The task: Gather each line containing the string "instance" from these entries.

Collected data:

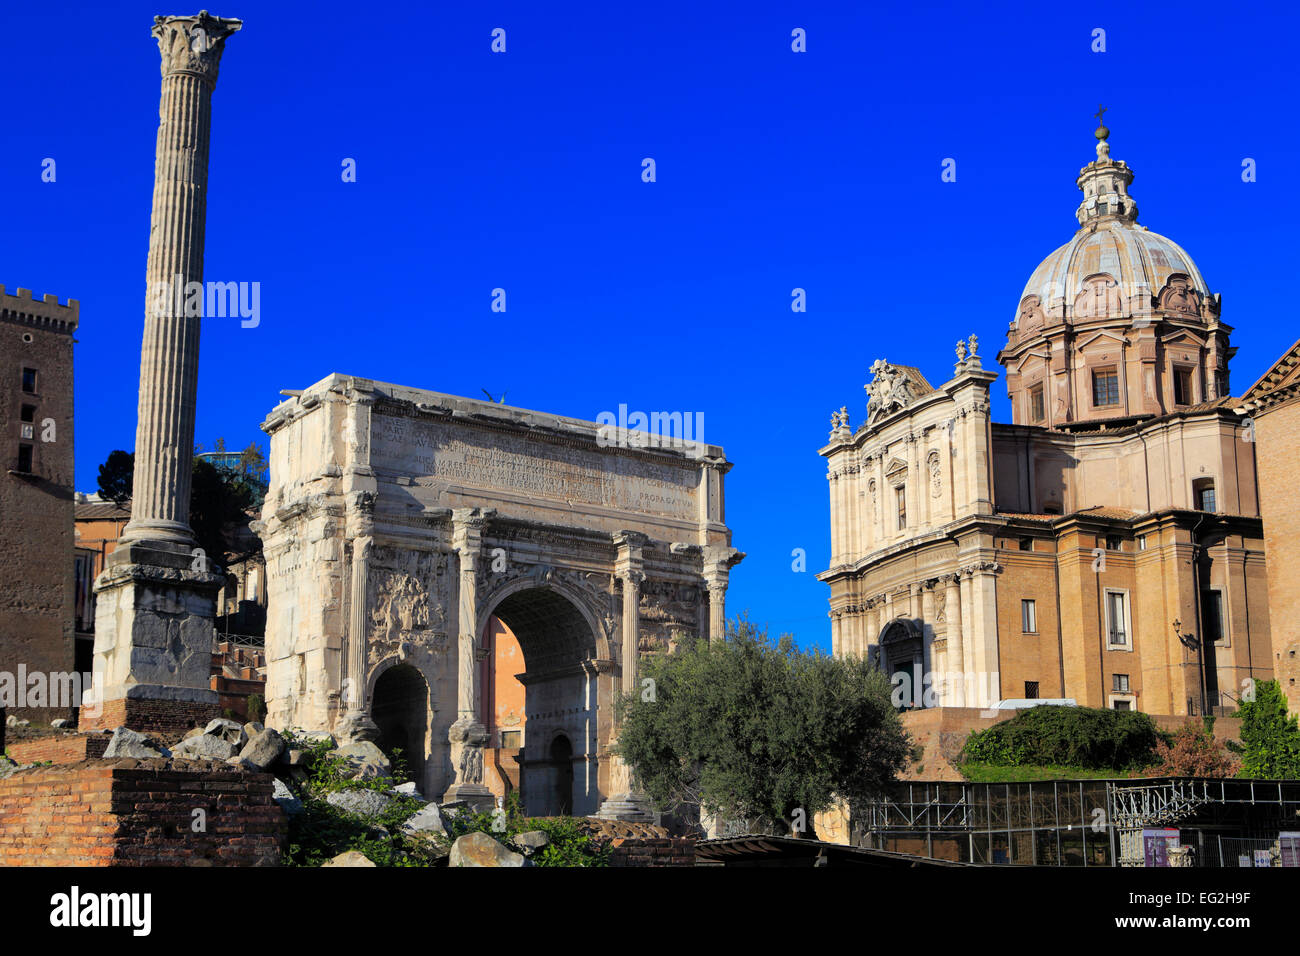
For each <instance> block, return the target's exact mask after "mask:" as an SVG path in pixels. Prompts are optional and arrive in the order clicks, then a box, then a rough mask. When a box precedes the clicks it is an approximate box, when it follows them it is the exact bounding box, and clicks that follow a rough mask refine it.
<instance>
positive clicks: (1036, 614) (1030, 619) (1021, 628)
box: [1021, 601, 1039, 633]
mask: <svg viewBox="0 0 1300 956" xmlns="http://www.w3.org/2000/svg"><path fill="white" fill-rule="evenodd" d="M1021 631H1022V632H1024V633H1037V632H1039V609H1037V604H1036V602H1034V601H1021Z"/></svg>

Task answer:
For each <instance> block, return the target's exact mask after "mask:" as an SVG path in pixels. Prompts are optional and arrive in the order clicks, then a box, then a rough mask. When a box precedes the clicks it is an approximate box, when it follows them it is the exact bounding box, and clicks that follow a rough mask refine it.
<instance>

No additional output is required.